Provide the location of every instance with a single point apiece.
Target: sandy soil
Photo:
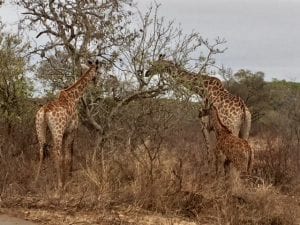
(8, 220)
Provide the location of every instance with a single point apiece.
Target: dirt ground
(50, 215)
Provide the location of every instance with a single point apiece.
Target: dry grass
(143, 182)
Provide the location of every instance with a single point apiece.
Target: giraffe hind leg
(245, 126)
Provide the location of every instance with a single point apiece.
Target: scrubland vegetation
(139, 154)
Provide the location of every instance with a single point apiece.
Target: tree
(77, 30)
(15, 87)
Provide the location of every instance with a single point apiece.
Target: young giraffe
(232, 110)
(229, 149)
(61, 117)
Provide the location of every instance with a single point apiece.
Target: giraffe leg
(41, 127)
(58, 159)
(68, 150)
(245, 126)
(69, 138)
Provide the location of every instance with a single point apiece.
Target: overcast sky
(262, 35)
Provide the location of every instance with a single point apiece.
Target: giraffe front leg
(68, 150)
(58, 160)
(41, 136)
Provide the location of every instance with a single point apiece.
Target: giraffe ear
(161, 56)
(84, 67)
(90, 62)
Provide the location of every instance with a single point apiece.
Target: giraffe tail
(250, 160)
(246, 124)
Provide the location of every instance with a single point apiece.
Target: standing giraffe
(231, 109)
(229, 149)
(61, 117)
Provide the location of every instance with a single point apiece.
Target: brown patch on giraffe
(58, 115)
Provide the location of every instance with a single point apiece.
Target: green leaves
(15, 88)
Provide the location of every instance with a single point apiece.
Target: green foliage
(274, 105)
(15, 88)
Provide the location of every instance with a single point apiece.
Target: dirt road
(7, 220)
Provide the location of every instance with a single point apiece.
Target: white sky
(262, 35)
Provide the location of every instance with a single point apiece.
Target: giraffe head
(160, 66)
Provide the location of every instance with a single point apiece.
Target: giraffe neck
(76, 91)
(204, 85)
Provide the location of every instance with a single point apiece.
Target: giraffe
(229, 149)
(61, 117)
(232, 110)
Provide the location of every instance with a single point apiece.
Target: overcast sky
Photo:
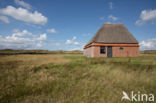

» **SET PROBLEM**
Write out every line of the listing above that contains the word "green".

» **SOLUTION FOR THIS TASK**
Target: green leaves
Target: green foliage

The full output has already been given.